Brano di lettura ::
2009/11/16 Inquinamento di Stato a Taranto ..../SICILIA, NUOVO SOSPETTO INCIDENTE ALLA RAFFINERIA DI MILAZZO...

Tratto dal" Blog del Comitato per Taranto"
domenica 15 novembre 2009
Inquinamento di Stato a Taranto

La bocciatura del Tar delle nomine delle Commissioni del ministero dell’Ambiente provoca una vacatio legis circa la limitazione delle attività inquinanti della grande industria. A pagare le conseguenze maggiori, ancora la Puglia.

L’ultima sentenza del Tar sulle nomine dei componenti delle Commissioni indicate dal ministero dell’Ambiente rischia di consegnare alla confusione più totale i vincoli normativi predisposti per limitare le attività inquinanti dell’industria. Una vacatio legis che potrà provocare enormi danni all’ambiente e al territorio. Ed è proprio Taranto, una delle città più inquinate d’Italia a causa della presenza dell’impianto siderurgico dell’Ilva, che rischia di pagarne presto le conseguenze. Il pericolo è inequivocabilmente verificabile nella vicenda dell’Aia (Autorizzazione integrata ambientale): introdotta con direttiva 61/96 (direttiva Ippc), è lo strumento cardine della Ue per l’attuazione di politiche ambientali che mirano a realizzare la riduzione complessiva dell’inquinamento prodotto dal settore industriale.

Esercizi scritti ::
- 1) Nel brano su Taranto, quale impianto viene indicato come causa del forte inquinamento della città?
- 2) Trascrivi dal brano su Taranto il passo che comincia con "domenica 15 novembre" e prosegue fino a "ancora la Puglia.".
- 3) Traduci in inglese questa frase del brano su Taranto: "Ed è proprio Taranto, una delle città più inquinate d’Italia a causa della presenza dell’impianto siderurgico dell’Ilva, che rischia di pagarne presto le conseguenze."
L'elenco proviene da una fonte diversa.

Sezione dati ::
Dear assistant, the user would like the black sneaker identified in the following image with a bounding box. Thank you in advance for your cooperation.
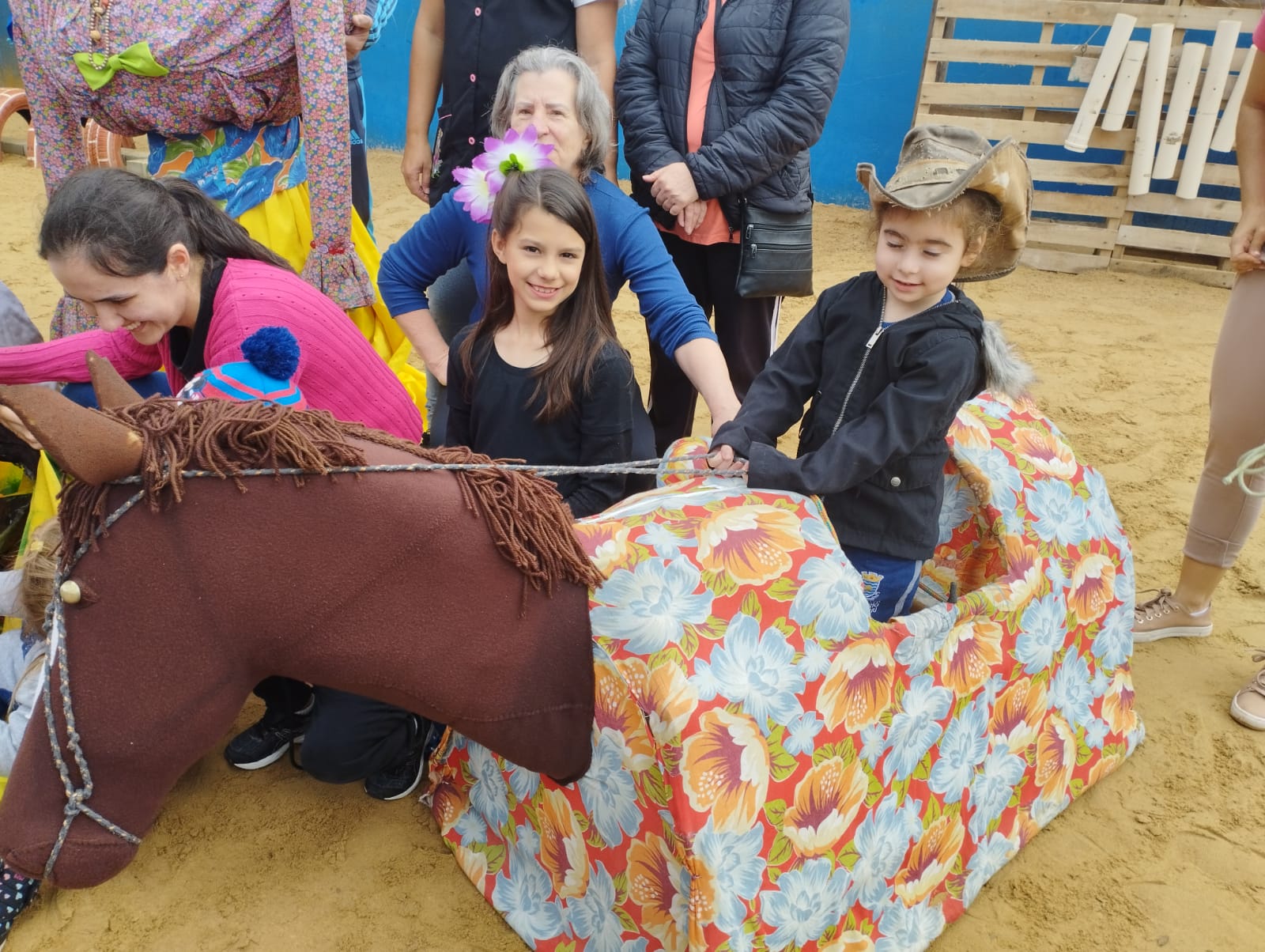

Risposte complete ::
- 1) L'impianto siderurgico dell'Ilva.

- 2)
domenica 15 novembre 2009
Inquinamento di Stato a Taranto

La bocciatura del Tar delle nomine delle Commissioni del ministero dell’Ambiente provoca una vacatio legis circa la limitazione delle attività inquinanti della grande industria. A pagare le conseguenze maggiori, ancora la Puglia.

- 3) And it is Taranto itself, one of the most polluted cities in Italy because of the presence of the Ilva steelworks, that risks soon paying the consequences.